*Extrait à lire:*
Après seulement deux albums, Anthropia s'est imposé sur la scène métal prog comme l'une des grosses écuries du Power-Prog, et pas seulement en France. C'est d'autant plus remarquable que les niçois n'ont pratiquement pas changé de formation et qu'ils continuent de produire eux-mêmes leurs albums, et quels albums ! L'attente de près de 6 ans a donc été longue et fébrile pour enfin voir le successeur de "Chain Reaction" débarquer sur nos platines.
Déjà rompu à l'exercice du concept album, le groupe remet ça sur "Non-Euclidean Spaces" avec comme toile de fond les écrits de Howard Philip Lovecraft. Son univers fantastique et inquiétant est un parfait terrain de jeu pour Anthropia dont la musique variée et expressive est parfaite pour relever un tel challenge.
Dès les premières mesures, la puissance du son et la qualité de la production frappent l'auditeur. Le travail effectué par le groupe est remarquable de ce point de vue. Et les premiers bénéficiaires en sont les titres qui profitent de cette puissance dès le début de l'album avec 'The Melancholy Of RC' et 'Silver Twilight Lodge'. Les riffs sont surpuissants et l'orchestration finement ciselée met en avant chaque instrument avec une clarté étonnante (la basse ronflante et les claviers orientaux du second). Comme il nous y a habitués, Hugues Lefebvre sert des compositions très élaborées, bourrées de ruptures rythmiques, de breaks, de soli et d'artifices rappelant les plus grands artistes du genre tels Ayreon comme en témoignent les sublimes mélodies de 'The Part Of Them In Me'. C'est d'ailleurs sur ce titre qu'apparaît pour la première fois la voix de Arjen Anthony Lucassen comme narrateur, ultime clin d'oeil d'un groupe qui assume totalement ses influences.

*Travail à faire:*
Poursuivez la critique de l'album « Non-Euclidean Spaces » d'Anthropia à partir de sa dernière phrase. Les lignes fournies ne servent à rien pour cet exercice.

*Lignes fournies:*
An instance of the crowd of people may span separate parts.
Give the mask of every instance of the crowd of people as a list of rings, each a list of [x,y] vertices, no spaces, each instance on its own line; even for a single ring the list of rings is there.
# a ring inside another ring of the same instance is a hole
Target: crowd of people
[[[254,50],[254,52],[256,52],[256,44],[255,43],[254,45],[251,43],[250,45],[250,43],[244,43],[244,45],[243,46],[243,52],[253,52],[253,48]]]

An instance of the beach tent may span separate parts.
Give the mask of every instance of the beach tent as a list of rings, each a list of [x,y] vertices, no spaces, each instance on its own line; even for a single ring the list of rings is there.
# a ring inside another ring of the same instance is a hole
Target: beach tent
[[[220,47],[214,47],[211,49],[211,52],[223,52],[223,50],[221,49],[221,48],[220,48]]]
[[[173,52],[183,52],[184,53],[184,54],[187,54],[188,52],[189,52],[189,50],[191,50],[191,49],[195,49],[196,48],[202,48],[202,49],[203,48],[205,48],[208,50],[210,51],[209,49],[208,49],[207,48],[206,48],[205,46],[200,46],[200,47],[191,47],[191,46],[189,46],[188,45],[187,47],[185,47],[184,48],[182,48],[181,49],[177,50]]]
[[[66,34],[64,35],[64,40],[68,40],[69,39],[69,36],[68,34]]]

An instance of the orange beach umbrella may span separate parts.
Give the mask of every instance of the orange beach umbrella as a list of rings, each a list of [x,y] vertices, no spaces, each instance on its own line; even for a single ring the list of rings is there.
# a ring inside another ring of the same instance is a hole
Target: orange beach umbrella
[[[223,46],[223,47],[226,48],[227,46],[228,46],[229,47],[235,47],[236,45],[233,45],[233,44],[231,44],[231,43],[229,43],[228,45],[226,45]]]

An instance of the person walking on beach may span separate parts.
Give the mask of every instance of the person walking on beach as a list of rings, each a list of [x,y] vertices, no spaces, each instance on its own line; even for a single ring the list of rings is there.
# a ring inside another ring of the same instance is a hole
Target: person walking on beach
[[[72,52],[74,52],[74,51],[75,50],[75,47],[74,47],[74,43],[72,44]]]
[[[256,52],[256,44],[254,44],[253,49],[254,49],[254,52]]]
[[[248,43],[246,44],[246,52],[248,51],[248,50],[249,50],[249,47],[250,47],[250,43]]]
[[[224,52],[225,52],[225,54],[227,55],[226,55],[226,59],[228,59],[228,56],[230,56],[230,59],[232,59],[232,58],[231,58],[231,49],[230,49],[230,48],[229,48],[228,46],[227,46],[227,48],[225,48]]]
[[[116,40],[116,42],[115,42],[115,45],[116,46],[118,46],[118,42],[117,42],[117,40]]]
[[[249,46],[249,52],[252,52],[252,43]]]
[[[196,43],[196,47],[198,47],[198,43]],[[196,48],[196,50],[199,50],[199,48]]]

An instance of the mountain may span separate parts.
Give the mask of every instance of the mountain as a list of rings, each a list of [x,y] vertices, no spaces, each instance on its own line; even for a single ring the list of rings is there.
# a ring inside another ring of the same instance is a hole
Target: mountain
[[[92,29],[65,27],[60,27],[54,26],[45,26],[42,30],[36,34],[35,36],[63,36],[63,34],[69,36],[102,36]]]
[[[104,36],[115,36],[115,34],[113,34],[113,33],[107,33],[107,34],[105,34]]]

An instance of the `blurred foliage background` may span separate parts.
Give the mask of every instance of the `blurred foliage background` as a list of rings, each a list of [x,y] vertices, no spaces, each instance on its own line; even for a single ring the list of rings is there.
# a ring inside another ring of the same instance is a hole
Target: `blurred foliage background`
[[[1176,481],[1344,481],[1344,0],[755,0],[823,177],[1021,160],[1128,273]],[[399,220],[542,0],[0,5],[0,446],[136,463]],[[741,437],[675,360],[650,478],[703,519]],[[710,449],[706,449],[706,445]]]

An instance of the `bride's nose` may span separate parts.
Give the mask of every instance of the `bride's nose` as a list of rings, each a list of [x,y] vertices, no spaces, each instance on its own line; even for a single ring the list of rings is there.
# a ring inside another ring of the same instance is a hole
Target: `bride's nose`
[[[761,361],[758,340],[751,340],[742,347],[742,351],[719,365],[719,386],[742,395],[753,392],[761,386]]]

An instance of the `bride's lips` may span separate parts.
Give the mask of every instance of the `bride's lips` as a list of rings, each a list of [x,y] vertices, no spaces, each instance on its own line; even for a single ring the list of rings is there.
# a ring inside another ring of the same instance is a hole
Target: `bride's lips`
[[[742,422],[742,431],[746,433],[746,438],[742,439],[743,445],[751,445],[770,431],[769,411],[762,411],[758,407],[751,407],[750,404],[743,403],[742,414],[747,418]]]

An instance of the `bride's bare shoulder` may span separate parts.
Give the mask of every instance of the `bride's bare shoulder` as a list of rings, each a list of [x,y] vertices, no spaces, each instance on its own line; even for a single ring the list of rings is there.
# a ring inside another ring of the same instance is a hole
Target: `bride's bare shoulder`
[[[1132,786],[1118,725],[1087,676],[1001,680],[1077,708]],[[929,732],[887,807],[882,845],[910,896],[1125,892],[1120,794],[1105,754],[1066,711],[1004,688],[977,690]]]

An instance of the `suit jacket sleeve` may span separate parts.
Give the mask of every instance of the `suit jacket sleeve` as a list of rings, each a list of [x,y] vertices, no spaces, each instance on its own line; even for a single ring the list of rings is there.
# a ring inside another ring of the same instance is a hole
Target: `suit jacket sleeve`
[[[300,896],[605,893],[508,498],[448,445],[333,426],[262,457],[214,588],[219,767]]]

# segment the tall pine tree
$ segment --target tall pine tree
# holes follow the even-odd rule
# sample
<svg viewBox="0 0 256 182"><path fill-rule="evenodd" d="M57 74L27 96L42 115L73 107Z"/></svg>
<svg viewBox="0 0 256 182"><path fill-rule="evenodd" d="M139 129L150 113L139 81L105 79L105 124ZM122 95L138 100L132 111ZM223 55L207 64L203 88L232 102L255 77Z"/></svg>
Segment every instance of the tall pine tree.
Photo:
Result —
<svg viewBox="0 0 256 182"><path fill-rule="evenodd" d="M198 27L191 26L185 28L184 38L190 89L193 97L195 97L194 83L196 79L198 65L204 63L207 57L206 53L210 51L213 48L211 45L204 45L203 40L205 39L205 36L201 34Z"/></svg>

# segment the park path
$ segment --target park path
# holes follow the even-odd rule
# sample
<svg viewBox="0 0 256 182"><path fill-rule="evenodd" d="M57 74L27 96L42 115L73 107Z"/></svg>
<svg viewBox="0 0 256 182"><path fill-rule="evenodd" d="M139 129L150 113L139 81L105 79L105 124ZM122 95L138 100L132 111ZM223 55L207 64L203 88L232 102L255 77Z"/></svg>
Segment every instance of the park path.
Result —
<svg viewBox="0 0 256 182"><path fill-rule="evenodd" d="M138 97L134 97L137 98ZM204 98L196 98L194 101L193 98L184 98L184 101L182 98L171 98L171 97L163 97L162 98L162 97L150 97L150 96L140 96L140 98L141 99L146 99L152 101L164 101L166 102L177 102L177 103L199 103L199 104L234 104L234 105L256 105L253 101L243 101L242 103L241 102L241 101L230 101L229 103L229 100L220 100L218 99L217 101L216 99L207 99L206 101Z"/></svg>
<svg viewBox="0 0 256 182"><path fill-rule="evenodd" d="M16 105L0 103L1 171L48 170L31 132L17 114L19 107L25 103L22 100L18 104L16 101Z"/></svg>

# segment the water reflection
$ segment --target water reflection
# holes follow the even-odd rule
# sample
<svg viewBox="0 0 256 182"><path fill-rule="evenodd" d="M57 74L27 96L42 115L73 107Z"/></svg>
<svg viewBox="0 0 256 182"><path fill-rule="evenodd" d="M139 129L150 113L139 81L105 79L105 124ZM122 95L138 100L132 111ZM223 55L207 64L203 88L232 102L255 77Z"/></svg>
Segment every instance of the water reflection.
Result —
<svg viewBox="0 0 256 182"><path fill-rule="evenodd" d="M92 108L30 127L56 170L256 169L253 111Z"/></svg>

*Réponse attendue:*
Côté chant, Nathalie Olmi prend un peu plus de place que sur les albums précédents, ce qui ne sera pas pour déplaire à ceux qui trouvaient que l'accent anglais de Hugues laissait parfois à désirer. C'est moins frappant dans cet opus même si ses interventions sont moins nombreuses. La prestation vocale de Nathalie est très expressive tout au long de l'album avec des montées impressionnantes notamment sur 'Seeds Of Decay' où elle rivalise avec des notes de guitare suraiguës. Un invité prestigieux vient apporter toute sa puissance sur 'The Snake Den' en la personne de Edu Falaschi (ex-Angra) pour un titre très power-prog que l'intéressé n'aurait pas refuser de voir sur l'un des albums du groupe il y a quelques années.
Les guitares dominent globalement les débats mais sans étouffer les autres instruments. Hugues Lefebvre fait étalage de sa technique ('Unknown Kadath'), de son touché ('Lost In Time And Space') et son talent transpire de chaque riff, chaque solo. La variété des sonorités est également de la partie dans ce domaine puisqu'il introduit régulièrement des guitares acoustiques lors des intros et des breaks instillant des ambiances plus intimistes. 'Fuoco' est même entièrement interprété en acoustique, sorte de flamenco endiablé aux soli virevoltants et à l'énergie communicative.
Une nouvelle fois, Anthropia vise juste avec "Non-Euclidean Spaces" puisque l'album est un florilège de ce qui se fait de mieux dans le métal prog à tendances power et symphonique. La variété des titres et des thèmes fait passer la grosse heure de musique en un instant. Il faudra tout de même plusieurs écoutes pour apprécier pleinement la richesse de cet album mais les amateurs de métal progressif y sont habitués, c'est même souvent l'aspect qu'ils préfèrent, découvrir un nouvel arrangement, un nouveau thème à chaque écoute. Anthropia leur en donne l'occasion de la plus belle des manières avec un album riche et complexe fait d'un métal progressif de haute volée, encore !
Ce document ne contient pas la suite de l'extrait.